Rhodochorton is a genus of filamentous red alga adapted to low light levels. It may form tufts or a thin purple "turf" up to 5 millimetres high. The filaments branch infrequently, usually at the tips.

==Morphology==
In most species of Rhodochorton, the spore does not persist in the mature plant; instead, a basal web of filaments acts as a holdfast. Indeed, all Rhodochorton species have distinct basal threads, usually forming a disc, and upright threads, which are typically thinner. Lateral branches usually occur at or near the top of the patent cell, and branching is concentrated towards the tips of threads.

==Ecology==
The organism may encrust bare rock surfaces, or be epiphytic upon frondose algae - particularly Laminaria hyperborea. It typically grows in the shadow of these larger algae, in the intertidal zone, and its adaption to low light levels means it is also common in caves.
It reproduces in winter using tetrasporangia and don't bear any monosporangia. Rhodochorton is typically marine, but R. investiens dwells in fresh water. Sexual reproduction has never been observed.

◆ Data to examine
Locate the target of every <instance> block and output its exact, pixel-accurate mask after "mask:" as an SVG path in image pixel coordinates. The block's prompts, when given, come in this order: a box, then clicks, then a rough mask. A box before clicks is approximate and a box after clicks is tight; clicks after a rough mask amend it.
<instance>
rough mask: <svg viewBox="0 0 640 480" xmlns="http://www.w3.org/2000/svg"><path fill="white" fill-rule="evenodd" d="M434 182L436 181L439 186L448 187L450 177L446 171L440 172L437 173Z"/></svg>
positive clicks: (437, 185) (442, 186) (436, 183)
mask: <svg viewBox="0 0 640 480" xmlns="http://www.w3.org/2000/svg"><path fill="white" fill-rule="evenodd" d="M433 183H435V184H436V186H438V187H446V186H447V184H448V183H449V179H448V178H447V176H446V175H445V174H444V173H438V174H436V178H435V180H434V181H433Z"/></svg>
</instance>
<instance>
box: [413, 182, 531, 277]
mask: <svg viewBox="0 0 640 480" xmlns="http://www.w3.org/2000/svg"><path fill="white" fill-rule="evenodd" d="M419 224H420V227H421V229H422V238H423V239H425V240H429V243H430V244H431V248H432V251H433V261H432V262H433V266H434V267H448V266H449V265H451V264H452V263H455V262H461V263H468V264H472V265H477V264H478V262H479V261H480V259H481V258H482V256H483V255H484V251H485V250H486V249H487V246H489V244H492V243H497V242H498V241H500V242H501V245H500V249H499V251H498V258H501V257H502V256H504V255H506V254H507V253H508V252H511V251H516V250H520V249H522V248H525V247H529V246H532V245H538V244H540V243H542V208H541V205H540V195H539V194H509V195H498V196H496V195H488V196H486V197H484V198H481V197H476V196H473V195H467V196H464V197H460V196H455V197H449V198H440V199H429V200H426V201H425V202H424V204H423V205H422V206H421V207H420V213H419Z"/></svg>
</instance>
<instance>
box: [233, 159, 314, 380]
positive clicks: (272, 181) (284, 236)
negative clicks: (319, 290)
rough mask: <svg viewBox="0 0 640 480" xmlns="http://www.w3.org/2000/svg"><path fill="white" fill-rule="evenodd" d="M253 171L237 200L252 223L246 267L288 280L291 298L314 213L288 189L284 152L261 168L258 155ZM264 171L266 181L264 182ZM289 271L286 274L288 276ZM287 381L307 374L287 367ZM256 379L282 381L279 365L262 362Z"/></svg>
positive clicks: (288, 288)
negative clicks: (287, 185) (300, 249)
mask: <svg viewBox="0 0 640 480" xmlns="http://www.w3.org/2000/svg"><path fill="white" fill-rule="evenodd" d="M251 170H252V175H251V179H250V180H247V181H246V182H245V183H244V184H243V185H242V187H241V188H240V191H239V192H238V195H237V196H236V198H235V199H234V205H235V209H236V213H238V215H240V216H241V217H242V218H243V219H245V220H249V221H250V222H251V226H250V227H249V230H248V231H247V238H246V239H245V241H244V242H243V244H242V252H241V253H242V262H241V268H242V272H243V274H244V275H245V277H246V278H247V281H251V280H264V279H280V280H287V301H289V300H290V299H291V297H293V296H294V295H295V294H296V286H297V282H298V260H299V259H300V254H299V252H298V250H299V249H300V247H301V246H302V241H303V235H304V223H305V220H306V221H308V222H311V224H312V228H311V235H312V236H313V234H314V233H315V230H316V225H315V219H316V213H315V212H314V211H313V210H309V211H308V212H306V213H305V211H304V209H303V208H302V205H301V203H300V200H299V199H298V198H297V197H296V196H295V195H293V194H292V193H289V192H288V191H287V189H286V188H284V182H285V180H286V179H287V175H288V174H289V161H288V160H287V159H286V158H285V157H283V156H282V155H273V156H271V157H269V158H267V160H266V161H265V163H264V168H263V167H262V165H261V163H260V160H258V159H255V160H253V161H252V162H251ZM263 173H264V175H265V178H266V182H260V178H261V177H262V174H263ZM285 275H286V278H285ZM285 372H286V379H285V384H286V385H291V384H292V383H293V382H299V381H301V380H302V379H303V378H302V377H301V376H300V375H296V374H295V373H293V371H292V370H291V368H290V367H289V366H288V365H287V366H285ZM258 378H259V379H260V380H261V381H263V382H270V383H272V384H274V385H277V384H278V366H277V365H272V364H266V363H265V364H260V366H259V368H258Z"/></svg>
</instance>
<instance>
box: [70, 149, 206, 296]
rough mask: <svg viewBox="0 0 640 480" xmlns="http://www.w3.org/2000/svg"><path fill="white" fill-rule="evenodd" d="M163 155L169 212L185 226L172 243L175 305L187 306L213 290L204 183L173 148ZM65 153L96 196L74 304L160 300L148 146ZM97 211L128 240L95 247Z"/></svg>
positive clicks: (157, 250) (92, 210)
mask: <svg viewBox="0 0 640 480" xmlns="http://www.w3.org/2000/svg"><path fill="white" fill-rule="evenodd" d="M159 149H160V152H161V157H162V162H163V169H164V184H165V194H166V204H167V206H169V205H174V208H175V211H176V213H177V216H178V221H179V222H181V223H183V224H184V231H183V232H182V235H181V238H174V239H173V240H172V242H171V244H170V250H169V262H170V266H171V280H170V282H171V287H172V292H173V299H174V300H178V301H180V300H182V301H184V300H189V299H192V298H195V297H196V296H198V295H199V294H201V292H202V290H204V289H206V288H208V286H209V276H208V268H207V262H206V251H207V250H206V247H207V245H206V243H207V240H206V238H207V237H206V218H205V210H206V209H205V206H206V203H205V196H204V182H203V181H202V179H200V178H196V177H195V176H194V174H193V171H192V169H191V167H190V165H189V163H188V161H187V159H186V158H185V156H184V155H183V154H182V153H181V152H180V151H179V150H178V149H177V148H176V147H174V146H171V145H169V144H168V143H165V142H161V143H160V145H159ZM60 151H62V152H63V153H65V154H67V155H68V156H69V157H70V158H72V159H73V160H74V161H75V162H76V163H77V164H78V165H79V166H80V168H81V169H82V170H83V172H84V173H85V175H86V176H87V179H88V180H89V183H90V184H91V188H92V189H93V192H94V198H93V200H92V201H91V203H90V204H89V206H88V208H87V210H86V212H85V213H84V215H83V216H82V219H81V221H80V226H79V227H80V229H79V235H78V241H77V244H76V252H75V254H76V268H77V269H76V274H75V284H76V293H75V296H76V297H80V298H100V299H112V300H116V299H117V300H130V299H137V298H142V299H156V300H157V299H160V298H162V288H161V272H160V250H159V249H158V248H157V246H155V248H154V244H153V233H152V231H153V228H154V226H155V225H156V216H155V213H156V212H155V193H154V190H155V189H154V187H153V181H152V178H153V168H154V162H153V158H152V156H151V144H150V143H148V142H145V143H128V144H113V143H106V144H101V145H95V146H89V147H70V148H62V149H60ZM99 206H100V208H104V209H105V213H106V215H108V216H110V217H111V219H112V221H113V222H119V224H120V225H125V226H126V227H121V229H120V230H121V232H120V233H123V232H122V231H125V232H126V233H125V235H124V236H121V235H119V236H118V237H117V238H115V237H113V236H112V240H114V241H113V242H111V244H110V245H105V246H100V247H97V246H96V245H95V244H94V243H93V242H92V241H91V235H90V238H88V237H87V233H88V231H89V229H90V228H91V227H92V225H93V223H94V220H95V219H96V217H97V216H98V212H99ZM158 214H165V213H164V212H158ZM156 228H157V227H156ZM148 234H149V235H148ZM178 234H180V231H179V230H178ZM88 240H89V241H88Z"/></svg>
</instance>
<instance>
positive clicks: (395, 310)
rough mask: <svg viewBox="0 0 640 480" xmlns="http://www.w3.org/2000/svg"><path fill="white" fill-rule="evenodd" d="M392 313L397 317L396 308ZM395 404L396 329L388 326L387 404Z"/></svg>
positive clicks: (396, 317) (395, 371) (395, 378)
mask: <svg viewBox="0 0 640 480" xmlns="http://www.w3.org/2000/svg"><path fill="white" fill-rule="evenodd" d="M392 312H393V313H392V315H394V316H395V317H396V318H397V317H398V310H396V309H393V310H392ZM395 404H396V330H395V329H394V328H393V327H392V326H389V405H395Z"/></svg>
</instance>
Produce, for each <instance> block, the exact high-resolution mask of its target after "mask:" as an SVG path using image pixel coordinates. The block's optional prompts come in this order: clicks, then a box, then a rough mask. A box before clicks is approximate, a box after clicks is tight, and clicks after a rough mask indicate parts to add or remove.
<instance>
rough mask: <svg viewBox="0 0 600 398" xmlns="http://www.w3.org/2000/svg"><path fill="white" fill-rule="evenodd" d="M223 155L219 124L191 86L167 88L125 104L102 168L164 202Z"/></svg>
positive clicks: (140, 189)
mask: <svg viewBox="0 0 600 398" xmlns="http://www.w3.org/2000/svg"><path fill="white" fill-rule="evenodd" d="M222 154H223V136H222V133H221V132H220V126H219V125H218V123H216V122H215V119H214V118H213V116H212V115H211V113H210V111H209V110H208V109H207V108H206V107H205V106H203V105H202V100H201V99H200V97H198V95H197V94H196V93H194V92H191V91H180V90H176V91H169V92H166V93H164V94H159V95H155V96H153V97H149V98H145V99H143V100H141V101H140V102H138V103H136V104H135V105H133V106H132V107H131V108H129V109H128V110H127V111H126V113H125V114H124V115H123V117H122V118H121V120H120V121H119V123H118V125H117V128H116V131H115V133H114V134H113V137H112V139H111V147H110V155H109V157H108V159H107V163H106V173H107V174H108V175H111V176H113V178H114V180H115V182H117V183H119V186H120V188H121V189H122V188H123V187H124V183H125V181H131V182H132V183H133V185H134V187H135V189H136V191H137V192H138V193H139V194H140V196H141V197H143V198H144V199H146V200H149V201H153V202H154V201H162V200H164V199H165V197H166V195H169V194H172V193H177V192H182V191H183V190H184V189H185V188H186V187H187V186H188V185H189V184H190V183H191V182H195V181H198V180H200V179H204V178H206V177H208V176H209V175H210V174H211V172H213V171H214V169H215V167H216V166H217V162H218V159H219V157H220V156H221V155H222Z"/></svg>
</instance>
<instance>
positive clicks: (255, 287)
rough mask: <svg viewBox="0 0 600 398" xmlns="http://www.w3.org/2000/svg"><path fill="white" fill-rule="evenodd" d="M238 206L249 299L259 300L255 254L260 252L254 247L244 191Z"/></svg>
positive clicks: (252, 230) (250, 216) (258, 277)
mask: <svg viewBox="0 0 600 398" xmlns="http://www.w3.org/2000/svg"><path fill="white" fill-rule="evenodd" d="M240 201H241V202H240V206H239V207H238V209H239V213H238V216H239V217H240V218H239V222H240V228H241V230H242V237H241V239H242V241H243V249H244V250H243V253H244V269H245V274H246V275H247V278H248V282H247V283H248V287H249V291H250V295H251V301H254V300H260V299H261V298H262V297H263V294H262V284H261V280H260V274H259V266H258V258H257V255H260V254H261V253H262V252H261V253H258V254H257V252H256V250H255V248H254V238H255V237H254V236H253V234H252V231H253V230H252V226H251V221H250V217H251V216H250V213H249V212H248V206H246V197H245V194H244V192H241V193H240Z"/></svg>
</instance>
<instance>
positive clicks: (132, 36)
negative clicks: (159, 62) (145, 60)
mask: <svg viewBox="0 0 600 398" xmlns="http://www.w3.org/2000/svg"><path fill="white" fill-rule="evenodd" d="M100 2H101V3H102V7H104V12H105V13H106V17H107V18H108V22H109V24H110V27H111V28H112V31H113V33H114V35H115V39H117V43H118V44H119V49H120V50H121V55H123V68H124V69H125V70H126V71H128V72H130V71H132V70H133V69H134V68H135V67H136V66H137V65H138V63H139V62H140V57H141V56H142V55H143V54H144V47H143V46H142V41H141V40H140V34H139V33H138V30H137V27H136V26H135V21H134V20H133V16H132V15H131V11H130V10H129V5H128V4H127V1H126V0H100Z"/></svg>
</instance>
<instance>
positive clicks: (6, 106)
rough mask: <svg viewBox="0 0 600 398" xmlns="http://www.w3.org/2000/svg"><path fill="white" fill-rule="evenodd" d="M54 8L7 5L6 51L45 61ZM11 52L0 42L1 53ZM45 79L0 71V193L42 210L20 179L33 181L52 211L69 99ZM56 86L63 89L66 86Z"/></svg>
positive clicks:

◆ Aim of the exercise
From the Rhodochorton text, extract the stretch that begins at the words "Rhodochorton is a" and ends after "at the tips.", copying it word for word. Rely only on the Rhodochorton text, not on the listing.

◆ Worked solution
Rhodochorton is a genus of filamentous red alga adapted to low light levels. It may form tufts or a thin purple "turf" up to 5 millimetres high. The filaments branch infrequently, usually at the tips.